Coordinate labeling rows
* * * *

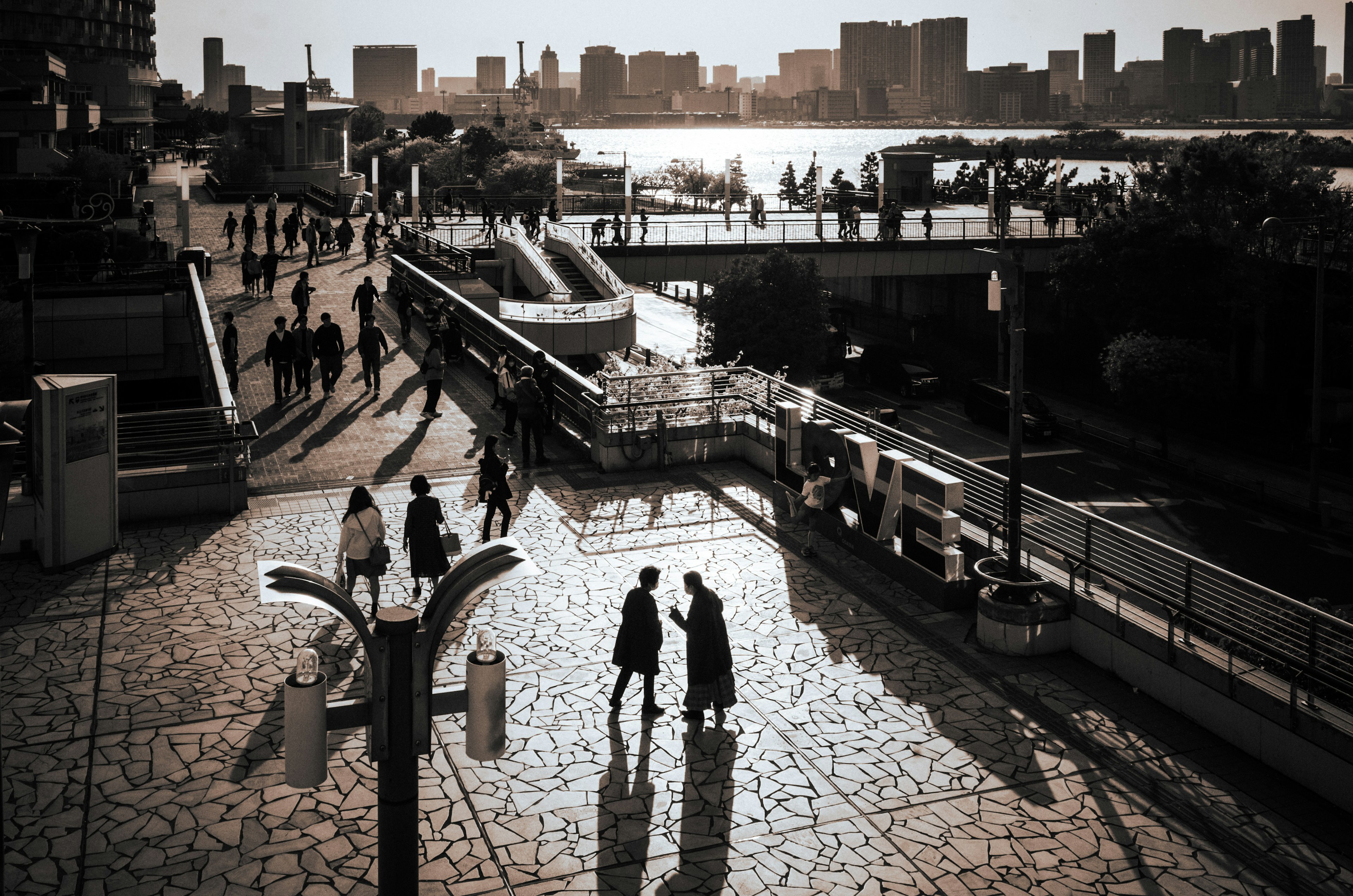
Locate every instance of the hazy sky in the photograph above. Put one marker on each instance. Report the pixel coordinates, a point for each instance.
(268, 37)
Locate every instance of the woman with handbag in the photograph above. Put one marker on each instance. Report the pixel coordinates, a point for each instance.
(363, 543)
(424, 543)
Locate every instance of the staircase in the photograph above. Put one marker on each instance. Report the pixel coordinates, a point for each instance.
(578, 285)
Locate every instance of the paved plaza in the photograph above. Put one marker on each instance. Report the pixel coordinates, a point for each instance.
(873, 750)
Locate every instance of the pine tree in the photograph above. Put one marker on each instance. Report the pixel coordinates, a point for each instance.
(789, 185)
(869, 174)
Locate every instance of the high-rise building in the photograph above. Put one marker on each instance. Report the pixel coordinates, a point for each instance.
(490, 74)
(1297, 67)
(1064, 69)
(1176, 51)
(603, 75)
(939, 63)
(805, 71)
(382, 74)
(1100, 67)
(646, 72)
(876, 55)
(213, 57)
(549, 68)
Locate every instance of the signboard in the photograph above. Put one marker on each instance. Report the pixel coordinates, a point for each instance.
(87, 424)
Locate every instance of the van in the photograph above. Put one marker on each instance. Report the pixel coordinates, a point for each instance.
(989, 402)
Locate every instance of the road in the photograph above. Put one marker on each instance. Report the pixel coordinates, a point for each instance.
(1278, 554)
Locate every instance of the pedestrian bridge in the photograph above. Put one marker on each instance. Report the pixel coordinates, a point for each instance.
(696, 251)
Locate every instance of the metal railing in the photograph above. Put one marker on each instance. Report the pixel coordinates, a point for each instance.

* * * *

Switch "photograph" to "image" everywhere in the rows above, changing nothing else, and write out every row again without the pictures.

Locate every instance of the hazy sky in the image above. Put one marker on each instance. Report the pixel coordinates, a point for each instance.
(268, 37)
Locate every instance of the woman with handbag in the image above. Put one marker on each instance. Report the pixel coordinates, a point for each instance.
(363, 543)
(424, 543)
Locate every instance of the staircase in the image above. Put one marker on each instance. Report the pixel coordinates, a point for each instance.
(578, 285)
Locate every instance of the paved plaza in the image above. Put one marker on each instance. Report the pixel coordinates, a point for each instance.
(873, 750)
Locate every instance of the pine tree in the image above. Put one marker on each instance. Report the pixel coordinates, a point for each instance.
(789, 185)
(869, 174)
Locate every instance of the high-rise building in the image above. Put one marker on each instance. Report the pixel coordinates, a point for each instance.
(490, 74)
(1297, 67)
(1064, 69)
(1176, 51)
(603, 75)
(939, 63)
(805, 71)
(382, 74)
(1100, 67)
(646, 72)
(876, 55)
(213, 57)
(549, 68)
Locate every instance of the signboard in the image above. Put one marker on each instance. Report the pixel coordinates, a point for each instance.
(87, 424)
Locate every instance of the van in the image above. Put one marker on each instance. Report the pixel coordinates, a point for each instance.
(989, 402)
Locate every instance of the road in the image above. Put one marker on each instance. Report the pixel coordinates, a point for each instance.
(1278, 554)
Locate every instance of the pedestrian bridge in the image above. Put one marker on each instance. Report the pixel coordinates, a point for each instance.
(696, 251)
Locate every instance of the metal railing in the image above. Put one marker on each instance. Report the pixel coordinates, a point for each instance.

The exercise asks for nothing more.